* _Short exercise_
Reproduce each of the following records verbatim, line for line.

* _Exercise inputs_
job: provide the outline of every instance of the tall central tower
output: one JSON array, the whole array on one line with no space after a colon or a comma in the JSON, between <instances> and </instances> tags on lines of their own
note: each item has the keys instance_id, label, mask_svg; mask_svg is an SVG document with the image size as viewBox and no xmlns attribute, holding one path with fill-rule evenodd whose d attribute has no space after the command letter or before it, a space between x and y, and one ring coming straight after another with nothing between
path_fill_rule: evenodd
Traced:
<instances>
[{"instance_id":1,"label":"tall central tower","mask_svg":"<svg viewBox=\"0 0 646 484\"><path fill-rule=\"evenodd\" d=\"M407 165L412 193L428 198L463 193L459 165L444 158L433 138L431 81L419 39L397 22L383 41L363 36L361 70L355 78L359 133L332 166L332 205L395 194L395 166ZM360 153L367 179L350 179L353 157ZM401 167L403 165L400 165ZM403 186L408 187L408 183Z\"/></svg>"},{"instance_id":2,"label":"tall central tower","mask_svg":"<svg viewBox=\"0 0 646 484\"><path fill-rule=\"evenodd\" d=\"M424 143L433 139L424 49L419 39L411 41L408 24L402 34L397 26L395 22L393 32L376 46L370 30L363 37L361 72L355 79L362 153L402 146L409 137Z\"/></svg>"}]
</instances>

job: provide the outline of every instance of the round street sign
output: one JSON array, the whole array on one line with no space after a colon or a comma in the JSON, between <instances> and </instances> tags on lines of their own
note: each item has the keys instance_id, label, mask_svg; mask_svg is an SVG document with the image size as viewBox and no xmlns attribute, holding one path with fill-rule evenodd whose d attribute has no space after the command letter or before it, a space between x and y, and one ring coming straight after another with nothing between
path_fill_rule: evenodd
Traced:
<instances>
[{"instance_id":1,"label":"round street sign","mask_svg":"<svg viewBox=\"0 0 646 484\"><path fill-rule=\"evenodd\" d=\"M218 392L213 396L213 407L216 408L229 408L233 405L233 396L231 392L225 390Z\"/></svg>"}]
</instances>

* _Response_
job: provide the outline of every instance of the tall central tower
output: one JSON array, the whole array on one line with no space after a colon or a comma in the JSON, between <instances> and </instances> tags on lines of their own
note: each item has the keys instance_id, label, mask_svg; mask_svg is an SVG document with the image size as viewBox and no xmlns attribute, holding one path with fill-rule evenodd whose d attribute has no space after the command letter or before it, a space between x and y, and one ring coming straight after another with nothing between
path_fill_rule: evenodd
Traced:
<instances>
[{"instance_id":1,"label":"tall central tower","mask_svg":"<svg viewBox=\"0 0 646 484\"><path fill-rule=\"evenodd\" d=\"M407 165L412 193L428 198L463 193L459 165L444 158L433 138L431 81L419 39L397 22L383 41L363 36L361 70L355 78L359 133L332 166L332 205L395 194L395 166ZM360 153L367 179L350 179L353 157ZM401 167L403 165L400 165ZM403 186L408 187L408 183Z\"/></svg>"},{"instance_id":2,"label":"tall central tower","mask_svg":"<svg viewBox=\"0 0 646 484\"><path fill-rule=\"evenodd\" d=\"M424 143L433 139L424 49L419 39L411 41L408 24L402 34L397 26L395 22L393 32L376 46L370 30L363 37L361 72L355 79L362 153L402 146L409 137Z\"/></svg>"}]
</instances>

job: provide the outline of every instance of the round street sign
output: one JSON array, the whole array on one line with no space after a colon or a comma in the JSON, between <instances> and </instances> tags on lines of their own
note: each item has the keys instance_id, label, mask_svg; mask_svg is an SVG document with the image size as viewBox and no xmlns attribute, holding one path with fill-rule evenodd whose d attribute has no space after the command letter or before it, a space between x and y, and one ring coming straight after another with nothing between
path_fill_rule: evenodd
Traced:
<instances>
[{"instance_id":1,"label":"round street sign","mask_svg":"<svg viewBox=\"0 0 646 484\"><path fill-rule=\"evenodd\" d=\"M218 392L213 396L213 407L216 408L229 408L233 405L233 396L231 392L225 390Z\"/></svg>"}]
</instances>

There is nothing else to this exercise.